==== DATA IN THIS EXERCISE

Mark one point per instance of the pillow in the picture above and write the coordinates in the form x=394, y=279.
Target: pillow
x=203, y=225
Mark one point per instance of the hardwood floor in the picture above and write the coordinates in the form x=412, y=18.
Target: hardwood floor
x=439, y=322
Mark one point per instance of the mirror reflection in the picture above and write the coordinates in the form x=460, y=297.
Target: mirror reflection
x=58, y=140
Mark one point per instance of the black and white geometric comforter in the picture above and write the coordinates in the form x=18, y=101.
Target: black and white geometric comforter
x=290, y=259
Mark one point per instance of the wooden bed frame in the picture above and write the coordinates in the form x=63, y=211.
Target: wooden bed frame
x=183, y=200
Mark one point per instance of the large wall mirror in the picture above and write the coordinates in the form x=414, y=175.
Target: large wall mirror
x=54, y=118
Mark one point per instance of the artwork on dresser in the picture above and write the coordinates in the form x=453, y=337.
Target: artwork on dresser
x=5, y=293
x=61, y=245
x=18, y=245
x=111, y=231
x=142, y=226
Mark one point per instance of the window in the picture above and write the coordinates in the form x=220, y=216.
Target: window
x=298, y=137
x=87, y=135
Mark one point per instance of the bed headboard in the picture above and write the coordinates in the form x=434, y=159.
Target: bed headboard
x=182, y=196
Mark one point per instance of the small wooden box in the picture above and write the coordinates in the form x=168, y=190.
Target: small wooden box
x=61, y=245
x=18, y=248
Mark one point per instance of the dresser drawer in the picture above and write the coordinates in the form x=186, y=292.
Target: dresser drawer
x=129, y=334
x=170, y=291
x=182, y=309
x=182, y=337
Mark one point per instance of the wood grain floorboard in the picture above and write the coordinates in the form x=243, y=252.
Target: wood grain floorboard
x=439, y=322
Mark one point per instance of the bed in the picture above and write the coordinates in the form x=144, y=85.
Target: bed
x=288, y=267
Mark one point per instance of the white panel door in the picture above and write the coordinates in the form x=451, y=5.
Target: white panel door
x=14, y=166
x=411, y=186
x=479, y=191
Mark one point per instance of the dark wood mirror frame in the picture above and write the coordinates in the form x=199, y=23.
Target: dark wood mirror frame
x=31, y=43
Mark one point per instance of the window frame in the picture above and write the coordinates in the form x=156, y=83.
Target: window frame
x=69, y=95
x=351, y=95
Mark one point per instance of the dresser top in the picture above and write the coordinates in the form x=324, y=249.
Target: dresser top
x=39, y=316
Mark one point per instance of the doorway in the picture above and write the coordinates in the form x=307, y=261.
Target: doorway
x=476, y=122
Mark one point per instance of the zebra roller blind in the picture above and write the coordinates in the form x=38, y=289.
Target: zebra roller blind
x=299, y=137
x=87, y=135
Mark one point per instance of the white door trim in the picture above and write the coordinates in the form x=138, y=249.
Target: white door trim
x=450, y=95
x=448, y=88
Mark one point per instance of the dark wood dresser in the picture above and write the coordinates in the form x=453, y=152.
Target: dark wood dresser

========

--- TO DO ---
Copy all of the data above, line for line, without altering anything.

--- ANSWER FOR THE TASK ---
Mark one point per instance of the pillow in the picture above and write the coordinates in the form x=394, y=279.
Target: pillow
x=203, y=225
Mark one point per instance of the hardwood floor in the picture above and write the coordinates in the form x=412, y=18.
Target: hardwood floor
x=439, y=322
Mark one point per instance of the mirror reflection in the picture above and write the coordinates in the form x=460, y=297.
Target: mirror reflection
x=58, y=140
Mark one point per instance of the black and white geometric comforter in the picture above and write the coordinates in the form x=18, y=101.
Target: black and white geometric comforter
x=290, y=259
Mark one point per instance of the wooden bed frame in the picture above and write the coordinates in the form x=63, y=211.
Target: wooden bed frame
x=183, y=200
Mark one point per instance of the large wall mirror in the picture above and write the coordinates in the form x=414, y=175.
Target: large wall mirror
x=54, y=118
Mark one point per instance of the artwork on dresser in the picture above and write the coordinates in the form x=453, y=337.
Target: artwork on dresser
x=5, y=293
x=61, y=245
x=18, y=245
x=111, y=231
x=142, y=226
Mark one point per instance of the window in the picture above and write the coordinates in the form x=220, y=216.
Target: window
x=298, y=137
x=87, y=135
Mark one point per instance of the bed headboard in the picture above and write the coordinates in the form x=434, y=159.
Target: bed headboard
x=182, y=196
Mark one point per instance of the small wooden box in the picture above and write the coordinates in the form x=168, y=190.
Target: small wooden box
x=61, y=245
x=18, y=248
Mark one point per instance of the dresser drawer in the picture above and write the coordinates in the form x=186, y=292.
Target: dresser drawer
x=129, y=334
x=170, y=291
x=182, y=309
x=182, y=337
Mark one point per instance of the wood grain floorboard in the picture above and write the coordinates in the form x=243, y=252.
Target: wood grain floorboard
x=439, y=322
Mark one point per instance of the bed in the picture above and write the coordinates in the form x=144, y=85.
Target: bed
x=288, y=267
Mark one point per instance of the white panel door in the picture above and write the coordinates in the form x=451, y=5.
Target: white panel door
x=14, y=166
x=411, y=186
x=479, y=191
Mark one point per instance of the dark wood mirror frame in the picture above and write the coordinates in the form x=199, y=23.
Target: dark wood mirror frame
x=31, y=43
Mark one point per instance of the window frame in the picture above and write the coordinates in the form x=156, y=83.
Target: window frame
x=69, y=95
x=351, y=95
Mark one point per instance of the dresser top in the picture above and write the coordinates in the form x=324, y=249.
Target: dresser top
x=39, y=316
Mark one point per instance of the doorway in the picture above and write the coordinates in the form x=307, y=261.
Target: doorway
x=476, y=122
Mark one point per instance of the zebra roller blind in the picture above and write the coordinates in the form x=38, y=289.
Target: zebra roller blind
x=299, y=137
x=87, y=135
Mark one point per instance of the white door trim in the picture above and write the coordinates in the form x=138, y=249.
Target: white door trim
x=450, y=95
x=448, y=88
Mark one point per instance of the dark wood dresser in the picture above and write the coordinates in the form x=453, y=152.
Target: dark wood dresser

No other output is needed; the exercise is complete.